GIVEN INSTRUCTION =>
Return the lines below verbatim, starting at the first line and ending at the line containing "column 87, row 356", with both of those lines included.

INPUT RECORDS =>
------------------------
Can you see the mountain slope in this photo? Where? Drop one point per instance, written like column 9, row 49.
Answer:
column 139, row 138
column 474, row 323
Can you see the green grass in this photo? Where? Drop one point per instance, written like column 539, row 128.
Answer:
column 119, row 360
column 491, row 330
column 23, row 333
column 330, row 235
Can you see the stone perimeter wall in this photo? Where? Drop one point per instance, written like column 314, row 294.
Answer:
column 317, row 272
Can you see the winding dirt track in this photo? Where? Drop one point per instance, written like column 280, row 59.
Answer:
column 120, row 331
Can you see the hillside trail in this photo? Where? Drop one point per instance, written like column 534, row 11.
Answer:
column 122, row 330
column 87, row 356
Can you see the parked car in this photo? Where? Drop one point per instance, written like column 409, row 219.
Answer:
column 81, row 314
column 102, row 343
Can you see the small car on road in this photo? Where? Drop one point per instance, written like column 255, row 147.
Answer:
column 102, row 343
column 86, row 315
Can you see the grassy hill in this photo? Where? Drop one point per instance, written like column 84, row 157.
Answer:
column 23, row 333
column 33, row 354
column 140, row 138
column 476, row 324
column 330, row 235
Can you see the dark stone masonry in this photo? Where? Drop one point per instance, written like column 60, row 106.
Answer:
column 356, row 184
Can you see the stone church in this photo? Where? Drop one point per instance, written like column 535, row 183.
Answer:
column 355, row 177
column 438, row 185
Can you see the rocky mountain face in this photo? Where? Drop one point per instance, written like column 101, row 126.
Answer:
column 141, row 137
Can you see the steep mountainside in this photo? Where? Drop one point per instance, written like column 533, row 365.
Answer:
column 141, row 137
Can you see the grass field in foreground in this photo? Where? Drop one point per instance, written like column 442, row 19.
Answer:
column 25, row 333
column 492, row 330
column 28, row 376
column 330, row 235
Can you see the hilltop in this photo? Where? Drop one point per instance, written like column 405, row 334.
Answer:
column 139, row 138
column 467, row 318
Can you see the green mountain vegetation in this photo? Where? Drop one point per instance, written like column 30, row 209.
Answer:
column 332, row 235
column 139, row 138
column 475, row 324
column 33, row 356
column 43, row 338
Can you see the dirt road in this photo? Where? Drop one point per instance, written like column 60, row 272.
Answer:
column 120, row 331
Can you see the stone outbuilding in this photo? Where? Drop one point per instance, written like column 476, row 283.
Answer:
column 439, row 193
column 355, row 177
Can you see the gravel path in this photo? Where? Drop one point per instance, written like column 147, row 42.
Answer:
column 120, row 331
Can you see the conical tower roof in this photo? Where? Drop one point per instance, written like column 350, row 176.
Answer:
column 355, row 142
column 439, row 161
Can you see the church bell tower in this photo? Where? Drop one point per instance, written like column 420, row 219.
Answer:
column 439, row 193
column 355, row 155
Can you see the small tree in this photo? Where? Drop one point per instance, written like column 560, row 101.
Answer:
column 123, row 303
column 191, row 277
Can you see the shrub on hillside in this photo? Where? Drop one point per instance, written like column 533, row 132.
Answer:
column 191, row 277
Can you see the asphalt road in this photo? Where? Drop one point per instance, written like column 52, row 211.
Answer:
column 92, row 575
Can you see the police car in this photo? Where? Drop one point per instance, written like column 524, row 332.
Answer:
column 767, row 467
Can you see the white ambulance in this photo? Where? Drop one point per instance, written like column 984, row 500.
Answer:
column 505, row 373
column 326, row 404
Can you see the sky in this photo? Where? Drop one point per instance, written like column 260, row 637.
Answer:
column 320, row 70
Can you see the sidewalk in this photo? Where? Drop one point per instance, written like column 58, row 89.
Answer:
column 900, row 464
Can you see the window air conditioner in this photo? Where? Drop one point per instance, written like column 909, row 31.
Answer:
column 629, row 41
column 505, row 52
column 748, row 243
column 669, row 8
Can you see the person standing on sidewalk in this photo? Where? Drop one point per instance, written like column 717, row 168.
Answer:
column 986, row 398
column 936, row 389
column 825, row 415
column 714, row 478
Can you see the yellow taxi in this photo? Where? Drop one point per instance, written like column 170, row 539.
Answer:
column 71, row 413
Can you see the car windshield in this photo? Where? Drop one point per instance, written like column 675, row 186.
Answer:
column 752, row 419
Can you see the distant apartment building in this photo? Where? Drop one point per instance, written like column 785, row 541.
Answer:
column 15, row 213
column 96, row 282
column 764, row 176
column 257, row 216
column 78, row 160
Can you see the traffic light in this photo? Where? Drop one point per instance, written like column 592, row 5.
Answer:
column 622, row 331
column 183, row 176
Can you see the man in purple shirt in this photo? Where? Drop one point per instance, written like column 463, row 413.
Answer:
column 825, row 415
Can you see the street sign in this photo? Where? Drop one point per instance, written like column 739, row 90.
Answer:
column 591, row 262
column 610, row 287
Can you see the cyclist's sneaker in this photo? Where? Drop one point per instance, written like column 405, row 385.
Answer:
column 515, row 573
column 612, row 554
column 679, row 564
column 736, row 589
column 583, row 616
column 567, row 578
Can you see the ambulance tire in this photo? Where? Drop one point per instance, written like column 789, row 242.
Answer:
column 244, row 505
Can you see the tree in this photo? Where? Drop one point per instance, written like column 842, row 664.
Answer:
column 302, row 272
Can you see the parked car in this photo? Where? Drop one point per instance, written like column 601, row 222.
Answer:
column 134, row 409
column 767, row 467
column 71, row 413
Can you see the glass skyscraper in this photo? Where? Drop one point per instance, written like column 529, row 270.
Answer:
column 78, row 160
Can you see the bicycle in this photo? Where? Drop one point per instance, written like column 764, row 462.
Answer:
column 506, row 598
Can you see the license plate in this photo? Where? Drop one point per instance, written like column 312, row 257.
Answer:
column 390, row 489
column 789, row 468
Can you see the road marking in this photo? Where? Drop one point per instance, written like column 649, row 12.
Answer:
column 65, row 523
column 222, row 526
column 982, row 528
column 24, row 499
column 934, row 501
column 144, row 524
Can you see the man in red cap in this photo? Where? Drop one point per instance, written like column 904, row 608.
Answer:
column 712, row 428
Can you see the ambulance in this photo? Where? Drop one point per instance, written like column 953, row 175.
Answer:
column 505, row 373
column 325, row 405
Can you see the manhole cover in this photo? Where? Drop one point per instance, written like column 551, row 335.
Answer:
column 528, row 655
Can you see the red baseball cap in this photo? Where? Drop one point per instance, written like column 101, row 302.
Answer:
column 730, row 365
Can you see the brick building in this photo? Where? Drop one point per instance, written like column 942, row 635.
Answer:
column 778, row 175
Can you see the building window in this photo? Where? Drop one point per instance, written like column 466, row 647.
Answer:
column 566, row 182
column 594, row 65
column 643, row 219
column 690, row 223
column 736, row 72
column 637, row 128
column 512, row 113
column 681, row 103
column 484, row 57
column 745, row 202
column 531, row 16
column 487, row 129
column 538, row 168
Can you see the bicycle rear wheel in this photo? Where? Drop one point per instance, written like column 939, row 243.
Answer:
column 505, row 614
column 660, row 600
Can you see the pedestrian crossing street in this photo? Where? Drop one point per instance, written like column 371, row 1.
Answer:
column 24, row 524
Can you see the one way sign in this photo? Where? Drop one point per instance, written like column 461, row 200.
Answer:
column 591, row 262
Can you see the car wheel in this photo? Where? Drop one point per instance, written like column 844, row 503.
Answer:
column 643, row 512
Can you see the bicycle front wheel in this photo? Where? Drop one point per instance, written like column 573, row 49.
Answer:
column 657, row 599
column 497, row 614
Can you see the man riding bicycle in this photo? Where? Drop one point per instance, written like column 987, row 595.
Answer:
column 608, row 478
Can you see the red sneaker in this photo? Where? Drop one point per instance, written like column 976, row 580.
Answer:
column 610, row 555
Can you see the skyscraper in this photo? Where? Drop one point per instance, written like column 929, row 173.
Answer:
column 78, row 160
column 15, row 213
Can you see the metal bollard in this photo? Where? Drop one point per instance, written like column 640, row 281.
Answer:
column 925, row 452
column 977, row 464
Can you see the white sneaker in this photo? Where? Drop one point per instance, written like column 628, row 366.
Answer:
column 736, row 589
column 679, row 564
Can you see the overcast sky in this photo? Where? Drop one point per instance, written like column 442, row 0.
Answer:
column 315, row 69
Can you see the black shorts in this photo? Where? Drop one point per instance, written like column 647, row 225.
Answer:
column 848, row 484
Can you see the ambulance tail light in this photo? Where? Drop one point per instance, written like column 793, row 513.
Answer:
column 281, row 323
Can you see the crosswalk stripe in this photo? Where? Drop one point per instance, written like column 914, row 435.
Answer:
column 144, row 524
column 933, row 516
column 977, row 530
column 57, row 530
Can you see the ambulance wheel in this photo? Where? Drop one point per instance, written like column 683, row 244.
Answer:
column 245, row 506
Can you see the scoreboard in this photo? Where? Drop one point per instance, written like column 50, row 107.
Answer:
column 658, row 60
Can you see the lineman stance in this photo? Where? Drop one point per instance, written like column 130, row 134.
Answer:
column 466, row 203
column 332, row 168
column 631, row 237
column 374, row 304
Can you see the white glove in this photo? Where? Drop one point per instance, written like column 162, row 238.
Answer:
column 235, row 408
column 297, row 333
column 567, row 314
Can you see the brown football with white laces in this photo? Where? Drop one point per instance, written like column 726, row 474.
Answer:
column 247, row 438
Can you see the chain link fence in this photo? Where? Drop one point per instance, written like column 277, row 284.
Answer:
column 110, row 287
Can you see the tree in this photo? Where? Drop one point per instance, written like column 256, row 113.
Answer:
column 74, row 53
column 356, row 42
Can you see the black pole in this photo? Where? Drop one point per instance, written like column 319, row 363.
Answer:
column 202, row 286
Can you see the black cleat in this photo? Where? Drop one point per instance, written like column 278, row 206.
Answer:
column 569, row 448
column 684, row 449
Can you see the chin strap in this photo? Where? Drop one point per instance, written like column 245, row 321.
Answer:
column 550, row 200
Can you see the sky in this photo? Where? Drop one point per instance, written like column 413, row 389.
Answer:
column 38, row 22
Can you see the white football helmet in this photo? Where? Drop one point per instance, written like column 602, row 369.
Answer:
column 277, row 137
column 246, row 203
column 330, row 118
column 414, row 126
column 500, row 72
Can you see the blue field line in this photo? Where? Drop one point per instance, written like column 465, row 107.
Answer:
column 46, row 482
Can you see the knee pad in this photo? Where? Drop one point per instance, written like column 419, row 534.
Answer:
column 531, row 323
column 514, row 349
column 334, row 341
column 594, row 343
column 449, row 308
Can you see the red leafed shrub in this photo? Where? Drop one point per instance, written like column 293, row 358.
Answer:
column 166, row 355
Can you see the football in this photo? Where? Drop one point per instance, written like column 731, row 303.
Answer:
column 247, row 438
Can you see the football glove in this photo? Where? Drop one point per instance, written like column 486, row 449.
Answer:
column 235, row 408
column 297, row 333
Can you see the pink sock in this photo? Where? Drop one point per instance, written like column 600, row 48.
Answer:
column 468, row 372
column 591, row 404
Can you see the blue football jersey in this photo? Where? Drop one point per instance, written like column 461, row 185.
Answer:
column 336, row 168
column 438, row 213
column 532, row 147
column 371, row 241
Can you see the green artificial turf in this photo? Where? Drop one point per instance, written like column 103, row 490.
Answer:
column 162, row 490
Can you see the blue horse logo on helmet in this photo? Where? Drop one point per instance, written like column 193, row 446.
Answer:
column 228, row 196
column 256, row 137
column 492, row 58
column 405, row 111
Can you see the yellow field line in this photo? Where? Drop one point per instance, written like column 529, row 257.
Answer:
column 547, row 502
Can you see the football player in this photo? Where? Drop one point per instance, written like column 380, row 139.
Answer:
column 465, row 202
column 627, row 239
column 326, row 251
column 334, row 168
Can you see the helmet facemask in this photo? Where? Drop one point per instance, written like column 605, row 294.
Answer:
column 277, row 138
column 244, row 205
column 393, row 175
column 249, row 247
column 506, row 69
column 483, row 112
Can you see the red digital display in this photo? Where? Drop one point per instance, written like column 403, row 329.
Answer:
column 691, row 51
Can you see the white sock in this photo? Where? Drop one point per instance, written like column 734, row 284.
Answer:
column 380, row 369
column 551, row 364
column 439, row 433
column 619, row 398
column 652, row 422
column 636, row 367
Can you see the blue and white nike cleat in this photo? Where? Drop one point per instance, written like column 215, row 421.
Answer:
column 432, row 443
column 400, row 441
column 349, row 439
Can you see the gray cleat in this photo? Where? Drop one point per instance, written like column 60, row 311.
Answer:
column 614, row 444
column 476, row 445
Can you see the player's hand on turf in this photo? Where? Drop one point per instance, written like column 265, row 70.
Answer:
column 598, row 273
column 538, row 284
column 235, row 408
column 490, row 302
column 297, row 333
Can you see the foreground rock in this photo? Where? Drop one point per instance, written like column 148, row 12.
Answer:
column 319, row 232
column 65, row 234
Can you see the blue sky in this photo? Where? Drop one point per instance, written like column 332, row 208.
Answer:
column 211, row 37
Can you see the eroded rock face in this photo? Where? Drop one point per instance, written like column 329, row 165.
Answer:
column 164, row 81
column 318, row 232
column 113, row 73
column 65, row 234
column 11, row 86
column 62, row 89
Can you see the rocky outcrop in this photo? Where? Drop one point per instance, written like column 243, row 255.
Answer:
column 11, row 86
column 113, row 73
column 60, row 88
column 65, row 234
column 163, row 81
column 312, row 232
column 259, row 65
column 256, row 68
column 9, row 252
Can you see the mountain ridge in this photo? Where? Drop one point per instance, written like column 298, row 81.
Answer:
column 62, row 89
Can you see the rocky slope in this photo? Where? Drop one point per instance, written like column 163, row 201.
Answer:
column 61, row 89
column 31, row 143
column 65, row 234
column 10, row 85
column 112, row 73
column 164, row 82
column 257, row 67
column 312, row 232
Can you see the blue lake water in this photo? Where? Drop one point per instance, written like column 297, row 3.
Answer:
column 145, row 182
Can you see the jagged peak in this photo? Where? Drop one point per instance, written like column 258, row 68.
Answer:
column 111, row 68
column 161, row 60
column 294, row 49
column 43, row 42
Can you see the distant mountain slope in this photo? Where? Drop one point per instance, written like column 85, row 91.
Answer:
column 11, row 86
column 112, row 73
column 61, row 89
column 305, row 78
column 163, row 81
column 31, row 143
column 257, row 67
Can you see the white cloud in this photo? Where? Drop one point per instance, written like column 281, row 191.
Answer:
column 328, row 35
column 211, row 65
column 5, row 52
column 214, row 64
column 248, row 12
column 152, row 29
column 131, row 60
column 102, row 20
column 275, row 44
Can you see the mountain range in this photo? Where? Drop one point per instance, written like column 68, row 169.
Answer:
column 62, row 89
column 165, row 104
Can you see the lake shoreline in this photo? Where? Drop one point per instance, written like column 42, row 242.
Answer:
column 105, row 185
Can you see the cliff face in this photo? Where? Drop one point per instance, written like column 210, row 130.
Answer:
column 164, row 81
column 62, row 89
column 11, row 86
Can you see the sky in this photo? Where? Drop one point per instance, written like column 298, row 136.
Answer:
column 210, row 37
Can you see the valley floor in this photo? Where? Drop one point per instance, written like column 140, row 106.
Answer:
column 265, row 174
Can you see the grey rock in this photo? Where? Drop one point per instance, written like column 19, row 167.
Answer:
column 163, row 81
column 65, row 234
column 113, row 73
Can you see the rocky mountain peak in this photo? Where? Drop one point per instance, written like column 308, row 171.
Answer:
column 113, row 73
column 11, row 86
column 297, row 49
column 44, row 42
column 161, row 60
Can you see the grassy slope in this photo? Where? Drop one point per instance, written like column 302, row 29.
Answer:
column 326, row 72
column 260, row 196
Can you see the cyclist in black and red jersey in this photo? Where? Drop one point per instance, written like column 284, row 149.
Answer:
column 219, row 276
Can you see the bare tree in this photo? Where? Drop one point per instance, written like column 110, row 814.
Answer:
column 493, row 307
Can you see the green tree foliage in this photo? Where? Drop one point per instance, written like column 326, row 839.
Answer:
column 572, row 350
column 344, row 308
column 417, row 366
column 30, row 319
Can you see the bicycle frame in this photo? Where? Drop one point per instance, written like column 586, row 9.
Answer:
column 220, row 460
------------------------
REPLY =>
Can you see the mountain slope in this photo? Where? Drop one point per instance, written like column 9, row 49.
Answer:
column 139, row 138
column 474, row 323
Can you see the green grass in this photo? Where? Drop one point per instance, written like column 539, row 128.
Answer:
column 119, row 360
column 491, row 330
column 23, row 333
column 330, row 235
Can you see the stone perimeter wall in this photo? Where? Drop one point per instance, written like column 314, row 294.
Answer:
column 317, row 272
Can you see the winding dirt track in this photo? Where? Drop one point per instance, written like column 280, row 59.
Answer:
column 120, row 331
Can you see the hillside trail in this photo? Where? Drop one point per instance, written like column 534, row 11.
Answer:
column 122, row 330
column 87, row 356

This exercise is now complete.